__ИСХОДНЫЙ ОТРЫВОК__:
►

Многие эмигрантские газеты писали, что «для восстановления старого строя уже просто нет кирпичей, из которых он был сооружен» и что ненавидя большевиков, страстно желая им скорейшего падения» Россия вместе с тем боится повторения революционного опыта 1917-1921 гг. (цит. По: Ю.Емельянов. С. П. Мельгунов в России и эмиграции. М.1998 г. С. 74).

 Савлы, конечно, не превращались в Павлов, но пройдя через революции 1905 и 1917 гг., через гражданскую войну, они осознали, что еще один обвал может закончится для России катастрофой.

 ***

 Видимо, все же чувствуя, что говоря о втором (советском) обвале, он отходит от веховства, Александр Исаевич утверждал, что не только никогда не призывал к тому, чтобы покончить с советской властью силой оружия («Россия в обвале» с. 199-200), но и вообще к ее устранению. Почему же? А потому, что у него якобы «дымились перед глазами крушение России в 17-м году, безумная попытка перевести ее к демократии одним прыжком». («Угодило зернышко промеж двух жерновов» -» Новый мир» 1998, N 9, c. 63.) Здесь уместно заметить, что эти уверения принадлежали Александру Исаевичу того времени, когда он стал очевидцем тяжелых последствий крушения ненавистного ему советского режима.

◄

__КОРОТКАЯ ЗАДАЧА__: Продолжите отрывок о Солженицыне и «России в обвале», начиная сразу после его последнего предложения. Записи, приведённые далее, не связаны с отрывком о Солженицыне.

__ПРЕДОСТАВЛЕННЫЕ МАТЕРИАЛЫ__:
►

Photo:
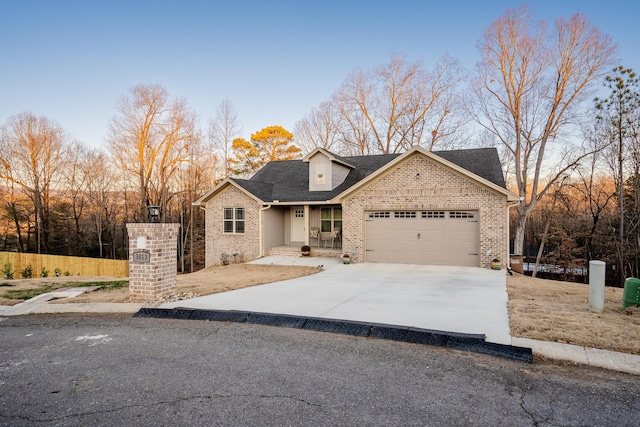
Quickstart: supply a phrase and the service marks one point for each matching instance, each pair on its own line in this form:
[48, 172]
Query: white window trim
[234, 220]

◄

__ОТВЕТ__:
 Совершенно очевидно, что будучи общественным и политическим деятелем (а свою «политическую страсть» Александр Исаевич признавал «врожденной» — (см. «Угодило зернышко…» с. 54), он придавал своим публицистическим да и художественным произведениям определенную политическую направленность. И он, как и сурово критикуемый им антицаристский лагерь, «опьянился» борьбой с этим правлением. Отвечая В. Шаламову, назвавшему его «дельцом», Александр Исаевич писал о своей бескомпромиссной борьбе с властью, с коммунистическим режимом («Новый мир» 1999, N 46 c. 168).

В «Жить не по лжи» он наставлял на идеологическое неповиновение. Но разве непонятно было, что лозунг «Жить не по лжи» — совершенная абстракция? У тех, кто «жил по лжи», проповеди такого рода вызывали только ухмылку. Что же касается призыва вождей «отойти от идеологии», то Александр Исаевич сам признавал, что это являлось лишь «реальным расчетом». («Угодило зернышко…» с. 62). Главное для Солженицына-публициста и писателя заключалось в том, чтобы нанести действенный удар «проклятому большевизму», долголетнему злодейству» («Угодило зернышко… с. 91).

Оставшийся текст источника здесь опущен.